Task objective —
Repeat, line for line, the entries printed below.
------------------------------
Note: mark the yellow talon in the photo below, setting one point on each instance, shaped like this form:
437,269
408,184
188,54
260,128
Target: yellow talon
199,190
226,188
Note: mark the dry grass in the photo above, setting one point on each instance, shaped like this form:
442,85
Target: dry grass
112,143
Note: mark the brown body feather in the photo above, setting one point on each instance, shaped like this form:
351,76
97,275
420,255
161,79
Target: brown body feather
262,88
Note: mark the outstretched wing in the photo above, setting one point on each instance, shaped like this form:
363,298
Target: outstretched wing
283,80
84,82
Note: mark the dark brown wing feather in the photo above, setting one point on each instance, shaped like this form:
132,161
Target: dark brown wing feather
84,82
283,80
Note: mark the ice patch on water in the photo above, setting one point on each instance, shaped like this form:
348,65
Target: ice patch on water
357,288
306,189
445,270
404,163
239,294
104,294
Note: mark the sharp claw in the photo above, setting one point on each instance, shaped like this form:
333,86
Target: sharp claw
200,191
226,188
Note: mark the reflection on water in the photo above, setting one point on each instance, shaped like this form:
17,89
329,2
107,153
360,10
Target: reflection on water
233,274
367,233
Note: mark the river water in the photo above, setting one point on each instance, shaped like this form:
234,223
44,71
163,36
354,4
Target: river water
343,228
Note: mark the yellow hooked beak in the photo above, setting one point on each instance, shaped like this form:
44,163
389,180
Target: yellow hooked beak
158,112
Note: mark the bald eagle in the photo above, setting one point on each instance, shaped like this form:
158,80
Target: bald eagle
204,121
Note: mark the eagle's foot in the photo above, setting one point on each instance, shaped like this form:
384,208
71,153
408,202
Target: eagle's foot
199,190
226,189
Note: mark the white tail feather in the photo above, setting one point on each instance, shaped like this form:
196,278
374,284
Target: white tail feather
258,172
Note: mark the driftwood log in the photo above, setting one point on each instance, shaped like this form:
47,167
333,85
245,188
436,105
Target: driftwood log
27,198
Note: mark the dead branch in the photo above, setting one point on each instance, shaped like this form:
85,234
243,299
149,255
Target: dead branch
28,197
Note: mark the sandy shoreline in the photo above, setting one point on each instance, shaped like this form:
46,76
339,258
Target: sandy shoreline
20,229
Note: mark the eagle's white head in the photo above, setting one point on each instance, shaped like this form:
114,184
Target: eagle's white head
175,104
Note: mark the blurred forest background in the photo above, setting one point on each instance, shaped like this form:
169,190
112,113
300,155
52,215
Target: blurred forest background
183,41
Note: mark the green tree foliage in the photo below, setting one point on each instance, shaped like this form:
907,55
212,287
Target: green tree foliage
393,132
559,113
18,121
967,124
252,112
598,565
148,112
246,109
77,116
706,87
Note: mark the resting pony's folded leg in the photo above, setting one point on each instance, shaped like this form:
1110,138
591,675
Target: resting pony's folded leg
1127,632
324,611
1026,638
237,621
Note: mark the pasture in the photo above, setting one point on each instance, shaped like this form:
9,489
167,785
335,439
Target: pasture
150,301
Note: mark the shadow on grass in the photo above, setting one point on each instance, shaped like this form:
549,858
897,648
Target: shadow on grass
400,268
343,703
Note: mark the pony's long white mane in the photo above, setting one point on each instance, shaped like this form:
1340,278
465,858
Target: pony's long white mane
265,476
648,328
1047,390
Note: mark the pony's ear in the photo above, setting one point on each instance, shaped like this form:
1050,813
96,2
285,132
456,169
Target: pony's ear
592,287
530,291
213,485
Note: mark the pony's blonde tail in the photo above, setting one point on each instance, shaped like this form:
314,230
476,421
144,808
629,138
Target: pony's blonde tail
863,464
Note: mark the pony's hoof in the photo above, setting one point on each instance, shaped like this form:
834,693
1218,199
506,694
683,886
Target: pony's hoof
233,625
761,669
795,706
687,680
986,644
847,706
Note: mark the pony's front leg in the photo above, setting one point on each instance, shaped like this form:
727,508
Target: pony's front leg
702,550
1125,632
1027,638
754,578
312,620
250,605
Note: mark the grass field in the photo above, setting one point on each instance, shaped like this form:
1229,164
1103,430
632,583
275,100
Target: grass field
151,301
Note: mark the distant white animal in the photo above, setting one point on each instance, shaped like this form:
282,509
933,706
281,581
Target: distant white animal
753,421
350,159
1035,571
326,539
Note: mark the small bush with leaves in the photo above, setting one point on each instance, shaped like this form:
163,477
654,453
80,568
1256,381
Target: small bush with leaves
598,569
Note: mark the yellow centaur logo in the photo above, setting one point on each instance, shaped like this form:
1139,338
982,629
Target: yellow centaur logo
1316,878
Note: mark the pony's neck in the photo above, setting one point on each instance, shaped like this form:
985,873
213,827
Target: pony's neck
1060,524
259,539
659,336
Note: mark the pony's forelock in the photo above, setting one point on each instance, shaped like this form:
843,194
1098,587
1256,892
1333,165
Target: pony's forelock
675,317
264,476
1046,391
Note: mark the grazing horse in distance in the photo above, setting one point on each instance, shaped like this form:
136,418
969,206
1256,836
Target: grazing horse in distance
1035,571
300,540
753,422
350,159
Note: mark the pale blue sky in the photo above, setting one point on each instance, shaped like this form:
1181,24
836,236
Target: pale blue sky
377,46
------------------------------
Exercise response —
Note: mark the yellow talon in the photo below, setting one point on each instance, shaped like this form:
437,269
408,184
188,54
260,128
Target: yellow talon
199,190
226,188
Note: mark the dry grass in the photo above, setting one point on each instance, shaped like this form:
442,85
Target: dry grass
112,143
Note: mark the brown body feather in the photo above, setting one point on each instance, shaped like this form:
351,76
97,275
420,255
161,79
Target: brown body feather
262,88
Note: mark the outstretched wing in the photo above, setting one point on each instance, shaped like this form:
363,298
Target: outstretched wing
283,80
84,82
Note: mark the dark brown wing feather in the photo above, setting one point on each instance, shaped like this form:
132,161
Target: dark brown wing feather
84,82
283,80
Note: mark the ice patch on water in the photo above, setting one point on each instance, shaped like this form:
348,65
Target: ice patch on water
357,288
306,189
445,270
404,163
239,294
104,294
Note: mark the sharp claw in the photo above, setting one point on each instance, shaped like this form:
333,86
Target: sharp claw
200,191
226,188
Note: mark the reflection on water in the photo above, setting one point on each instance, shaped like this form:
17,89
329,2
107,153
360,10
Target: reflection on water
233,274
367,233
Note: mark the river water in the photo above, setting one point on each instance, shaped like this form:
234,223
44,71
163,36
354,4
Target: river water
343,228
Note: mark the yellow hooked beak in the photo above, setting one point on each instance, shaped like this form:
44,163
389,180
Target: yellow hooked beak
158,112
Note: mark the bald eagle in the photo above, setting one point on each instance, shaped like this form:
158,80
Target: bald eagle
204,121
Note: mark the eagle's foot in the photo above, setting one point on each instance, shaped like this form:
384,208
71,153
408,202
Target: eagle's foot
199,190
226,189
Note: mark the white tail feather in the photo above, setting one point on each instance, shaped like this form:
196,278
374,284
Target: white tail feather
258,172
Note: mark the driftwood log in the photo above, setting one point on each instance, shaped like this form:
47,167
333,85
245,188
436,105
Target: driftwood log
27,198
Note: mark the dead branch in the photo above, setting one point on each instance, shaped like this form:
85,234
243,299
149,255
Target: dead branch
28,197
Note: mark the sandy shoreline in the photo above, setting one point on each instance, shaped like this form:
46,76
339,258
Target: sandy shoreline
20,229
Note: mark the eagle's white head in the photo above, setting one point on each instance, shaped like this form:
114,184
Target: eagle's white head
175,104
Note: mark the blurred forest background in the photo above, setting one point on each instance, shaped like this form:
169,190
112,113
300,155
52,215
Target: blurred forest background
183,41
Note: mark the green tree foliage in the photo below, setting one point on each instance, shaped like this form:
907,55
212,287
Target: green tree foliage
393,132
559,113
18,121
967,124
252,112
598,565
148,112
246,109
77,116
706,87
Note: mark the resting pony's folded leg in the photo above, setting one point on each instance, shaped like this form:
1110,138
591,675
Target: resting pony's folded leg
1127,632
324,611
1026,638
237,621
Note: mark the pasture in the photo above, setting one point on each instance, shaped like this form:
9,489
167,785
335,439
Target: pasture
150,301
Note: mark the shadow on grass in the photo above, setting one point on each instance, shaped like this form:
549,858
897,648
Target: shadow on grass
400,268
343,703
Note: mark the pony's long white mane in the photo above, setting one point on each instance, shaped like this form:
1340,278
465,858
Target: pony's long white mane
265,476
648,328
1047,390
Note: mark the pony's ear in the photo above, setting one point on each instance, shaped like this form:
1050,813
96,2
285,132
456,169
Target: pony's ear
592,287
530,291
213,485
Note: mark the pony's blonde tail in the photo above, setting one point on each instance, shaped like this form:
314,230
476,421
144,808
629,138
Target: pony's blonde tail
863,464
Note: mark the pony's hoof in the photo above, setting one point on each instance, shaped like this form:
834,693
1218,199
506,694
683,886
Target: pony's hoof
233,625
761,669
795,706
687,680
986,644
847,706
Note: mark the pony's front leg in the photo above, setting one point on each instance, shaped like this form:
727,508
Target: pony's front leg
702,550
1125,632
1027,638
754,578
312,620
250,605
Note: mark the grass field in the photo above, setting one point on each instance, shaped like this form:
1229,164
1103,430
632,583
275,100
Target: grass field
151,301
Note: mark the distant white animal in the photo above, setting one point on each instance, shaped like this form:
282,509
933,706
281,581
Target: distant white animal
753,421
350,159
1035,571
326,539
Note: mark the small bush with leaves in the photo above, setting one point on each instance, shaped like this form:
163,477
654,453
80,568
1256,381
Target: small bush with leaves
598,569
Note: mark the yellow centaur logo in the photo above, setting one point on each instance, shaped like this form:
1139,338
982,629
Target: yellow centaur logo
1316,878
Note: mark the pony's neck in the photo above, setting one point on each instance, shaped like this form:
985,873
213,827
Target: pony's neck
1060,524
259,539
659,336
Note: mark the pony's forelock in the photo above, setting one point on each instance, shaped like this form:
843,194
1098,587
1256,892
1333,165
Target: pony's forelock
675,317
264,476
1046,391
Note: mark the grazing horse in distance in the photo above, setting one point on each instance, shaped like this form:
136,418
969,206
1256,836
Target: grazing horse in distance
1035,571
300,540
753,422
350,159
Note: mark the pale blue sky in the photo above, setting one point on each instance, shaped like this form:
1181,24
836,236
Target: pale blue sky
377,46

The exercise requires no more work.